BLOCKBUSTER shows are phantoms, impossible objects. The bigger they are, the more notional the experience they offer. Henri Matisse: A Retrospective is the Museum of Modern Art's most expensive exhibition yet, and the largest Matisse show ever. Paintings - it concentrates on his paintings - have been gathered from America, Europe and the important Russian collections. Most things you've ever seen in a picture book or on a poster are included, along with many that have hardly ever been shown. If it's Matisse you want, it's here in unprecedented, probably unrepeatable abundance. MOMA expects 750,000 visitors over the next three months.
They have more than 400 exhibits before them. And it's been rightly noted that if a viewer spent just one minute on each, and added a little time for walking, resting and reflection, that would mean a visit of more than seven hours - not very likely. The promise of Total Matisse becomes only an ideal experience, which you might have had, if you were you gifted with extraordinary powers of attention.
And then there are the crowds. Through them you can gauge how unwisely people pace themselves. They dwell long in the first rooms, and pack them out. It's certainly curious to see the earliest pictures - quiet, neat, subfusc studies - and how rapidly, at the turn of the century, the gear changes, in a sudden liberation of brushwork and colour. In Fauvism, the throngs are still quite heavy. And then, around 1908, when Matisse was painting primitive mythological images for the Russian collector Sergei Shchukin, the crowds start to thin out.

************

■ Required task a: Copy out the entries word for word, starting with their first line and ending with the line that contains "[[[256,95],[256,81],[252,81],[252,86],[253,89],[253,95]]]", including that line.
The passage on the Matisse retrospective and the entries come from unrelated sources.

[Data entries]
************

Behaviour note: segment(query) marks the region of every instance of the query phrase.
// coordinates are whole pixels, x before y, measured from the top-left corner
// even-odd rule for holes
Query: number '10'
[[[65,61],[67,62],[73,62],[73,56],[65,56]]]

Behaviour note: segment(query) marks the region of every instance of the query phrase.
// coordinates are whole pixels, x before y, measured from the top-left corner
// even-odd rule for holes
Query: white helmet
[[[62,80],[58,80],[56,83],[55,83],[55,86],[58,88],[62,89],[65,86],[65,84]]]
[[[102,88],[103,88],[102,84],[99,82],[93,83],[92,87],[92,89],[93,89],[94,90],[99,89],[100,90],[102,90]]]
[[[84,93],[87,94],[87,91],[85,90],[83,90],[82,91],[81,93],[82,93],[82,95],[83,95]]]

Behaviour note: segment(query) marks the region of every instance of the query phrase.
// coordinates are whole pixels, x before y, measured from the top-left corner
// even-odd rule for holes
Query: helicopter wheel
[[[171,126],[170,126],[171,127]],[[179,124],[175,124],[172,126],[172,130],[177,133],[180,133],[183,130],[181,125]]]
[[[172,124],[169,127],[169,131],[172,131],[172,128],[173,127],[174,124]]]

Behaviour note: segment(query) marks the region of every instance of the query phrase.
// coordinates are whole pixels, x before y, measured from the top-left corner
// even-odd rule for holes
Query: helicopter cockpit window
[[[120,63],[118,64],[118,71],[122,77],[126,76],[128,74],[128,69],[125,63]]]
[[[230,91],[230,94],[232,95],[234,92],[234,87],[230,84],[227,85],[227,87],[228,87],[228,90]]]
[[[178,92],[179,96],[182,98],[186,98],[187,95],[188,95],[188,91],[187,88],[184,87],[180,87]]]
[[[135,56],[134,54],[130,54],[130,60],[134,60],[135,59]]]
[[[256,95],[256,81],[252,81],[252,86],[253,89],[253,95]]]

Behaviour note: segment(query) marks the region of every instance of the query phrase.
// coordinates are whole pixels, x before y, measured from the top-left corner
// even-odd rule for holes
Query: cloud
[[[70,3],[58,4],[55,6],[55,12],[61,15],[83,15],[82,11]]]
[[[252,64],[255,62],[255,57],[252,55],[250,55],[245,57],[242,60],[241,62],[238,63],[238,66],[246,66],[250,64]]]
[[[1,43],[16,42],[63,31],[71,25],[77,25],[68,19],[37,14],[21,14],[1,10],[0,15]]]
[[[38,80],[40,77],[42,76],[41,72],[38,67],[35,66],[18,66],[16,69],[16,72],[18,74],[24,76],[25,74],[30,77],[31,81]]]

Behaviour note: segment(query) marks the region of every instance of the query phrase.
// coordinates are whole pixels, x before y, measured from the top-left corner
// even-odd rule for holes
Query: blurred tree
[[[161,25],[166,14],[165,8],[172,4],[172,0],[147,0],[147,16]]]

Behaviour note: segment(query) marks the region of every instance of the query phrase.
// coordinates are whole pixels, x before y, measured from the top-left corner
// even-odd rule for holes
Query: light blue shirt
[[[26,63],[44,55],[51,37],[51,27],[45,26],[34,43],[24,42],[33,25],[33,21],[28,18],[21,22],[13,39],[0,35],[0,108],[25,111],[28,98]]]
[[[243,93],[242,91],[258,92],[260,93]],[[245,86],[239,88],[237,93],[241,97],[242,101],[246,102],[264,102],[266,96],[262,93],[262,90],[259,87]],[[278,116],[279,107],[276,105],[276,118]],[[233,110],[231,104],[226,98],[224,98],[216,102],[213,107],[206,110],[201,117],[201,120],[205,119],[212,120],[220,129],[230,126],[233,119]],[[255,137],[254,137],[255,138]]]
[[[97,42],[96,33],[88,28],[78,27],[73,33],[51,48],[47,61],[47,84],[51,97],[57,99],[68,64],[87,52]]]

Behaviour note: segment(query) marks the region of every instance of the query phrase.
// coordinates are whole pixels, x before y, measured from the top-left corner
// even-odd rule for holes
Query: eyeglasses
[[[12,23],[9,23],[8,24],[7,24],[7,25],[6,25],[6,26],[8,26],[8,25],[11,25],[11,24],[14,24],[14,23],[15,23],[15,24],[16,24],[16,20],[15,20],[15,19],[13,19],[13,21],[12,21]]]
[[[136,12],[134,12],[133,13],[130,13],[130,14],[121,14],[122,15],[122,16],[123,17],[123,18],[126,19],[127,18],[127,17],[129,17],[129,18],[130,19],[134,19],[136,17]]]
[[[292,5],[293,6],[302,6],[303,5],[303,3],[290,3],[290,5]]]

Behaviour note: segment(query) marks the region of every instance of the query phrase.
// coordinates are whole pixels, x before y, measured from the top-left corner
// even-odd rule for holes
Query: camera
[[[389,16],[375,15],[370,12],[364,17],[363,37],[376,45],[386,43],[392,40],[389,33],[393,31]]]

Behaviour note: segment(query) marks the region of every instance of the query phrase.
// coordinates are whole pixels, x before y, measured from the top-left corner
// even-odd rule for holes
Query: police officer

************

■ Required task b: According to the passage on the Matisse retrospective, how many visitors does MOMA expect over the next three months?

■ Problem solution a:
Behaviour note: segment(query) marks the region of every instance of the query phrase.
// coordinates are whole pixels, x before y, measured from the top-left corner
// even-odd rule for holes
Query: number '10'
[[[65,61],[67,62],[73,62],[73,56],[65,56]]]

Behaviour note: segment(query) marks the region of every instance of the query phrase.
// coordinates are whole pixels, x before y, measured from the top-left corner
// even-odd rule for holes
Query: white helmet
[[[62,80],[58,80],[56,83],[55,83],[55,86],[58,88],[62,89],[65,86],[65,84]]]
[[[102,88],[103,88],[102,84],[99,82],[93,83],[92,87],[92,89],[93,89],[94,90],[99,89],[100,90],[102,90]]]
[[[84,93],[87,94],[87,91],[85,90],[83,90],[82,91],[81,93],[82,93],[82,95],[83,95]]]

Behaviour note: segment(query) marks the region of every instance of the query phrase.
// coordinates are whole pixels, x before y, measured from the top-left corner
// even-odd rule for holes
Query: helicopter wheel
[[[171,126],[170,126],[171,127]],[[179,124],[175,124],[172,126],[172,130],[177,133],[180,133],[183,130],[181,125]]]
[[[172,124],[169,127],[169,131],[172,131],[172,128],[173,127],[174,124]]]

Behaviour note: segment(query) marks the region of every instance of the query phrase.
// coordinates are whole pixels, x before y, measured from the top-left corner
// even-odd rule for holes
Query: helicopter cockpit window
[[[120,63],[118,64],[118,71],[122,77],[126,76],[128,74],[128,69],[125,63]]]
[[[230,91],[230,94],[232,95],[234,92],[234,87],[230,84],[227,85],[227,87],[228,87],[228,90]]]
[[[178,92],[179,96],[182,98],[186,98],[187,95],[188,95],[188,91],[187,88],[184,87],[180,87]]]
[[[135,56],[134,54],[130,54],[130,60],[134,60],[135,59]]]
[[[256,95],[256,81],[252,81],[252,86],[253,89],[253,95]]]

■ Problem solution b: 750,000